(Collection entries)
▼▼▼
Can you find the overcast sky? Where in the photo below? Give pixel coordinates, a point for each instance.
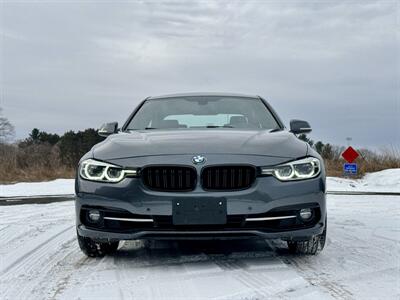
(76, 65)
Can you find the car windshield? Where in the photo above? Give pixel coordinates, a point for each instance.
(203, 112)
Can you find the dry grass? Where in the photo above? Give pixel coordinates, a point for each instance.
(34, 163)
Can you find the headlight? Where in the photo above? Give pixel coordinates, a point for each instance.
(306, 168)
(95, 170)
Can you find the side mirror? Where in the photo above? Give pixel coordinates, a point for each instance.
(299, 126)
(108, 129)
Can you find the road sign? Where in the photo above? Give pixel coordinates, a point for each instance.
(350, 154)
(350, 169)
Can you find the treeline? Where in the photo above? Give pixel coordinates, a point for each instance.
(45, 156)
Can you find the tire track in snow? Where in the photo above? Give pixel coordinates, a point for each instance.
(26, 271)
(29, 253)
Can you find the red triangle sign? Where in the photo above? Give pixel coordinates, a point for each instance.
(350, 154)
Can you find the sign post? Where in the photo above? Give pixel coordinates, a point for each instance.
(350, 155)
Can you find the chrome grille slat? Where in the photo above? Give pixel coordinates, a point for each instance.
(169, 178)
(228, 177)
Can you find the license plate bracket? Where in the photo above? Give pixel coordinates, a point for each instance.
▲▲▲
## WHAT IS EXPECTED:
What you return should match the records line for line, minus the pictures.

## EXERCISE ANSWER:
Can you find the overcast sky? Where in the photo below? Give pixel coordinates, a point for each instance.
(76, 65)
Can you find the car windshield? Where in the photo above? Give pixel coordinates, a point for each instance.
(203, 112)
Can you find the dry grass? Where in the photo above? Give pixel coordinates, a point for each instance.
(34, 163)
Can you find the headlight? Where in the photo above? Give pixel coordinates, a point for each instance.
(306, 168)
(95, 170)
Can you find the side mirror? Where in the photo above? Give pixel coordinates, a point for each instance.
(299, 126)
(108, 129)
Can you find the road sign? Where in the photo above? Give pixel coordinates, a point for each instance.
(350, 154)
(350, 169)
Can you find the treeline? Where in the photo above? Give pixel coordinates, a point for each instance.
(45, 156)
Can you find the tire track in snow? Where in the photo above? Give pixel coordinates, a point for each instance.
(26, 271)
(29, 253)
Can you find the red triangle sign? Where in the photo above? Give pixel coordinates, a point for each instance.
(350, 154)
Can you find the sign post? Where in the photo above? Give pixel coordinates, a point for each instance.
(350, 155)
Can you find the chrome grille slat? Where in the photo above? Give pixel coordinates, a point for each instance.
(169, 178)
(228, 177)
Can you find the license plate bracket? Where in the photo above? Give pixel coordinates, a point for each instance.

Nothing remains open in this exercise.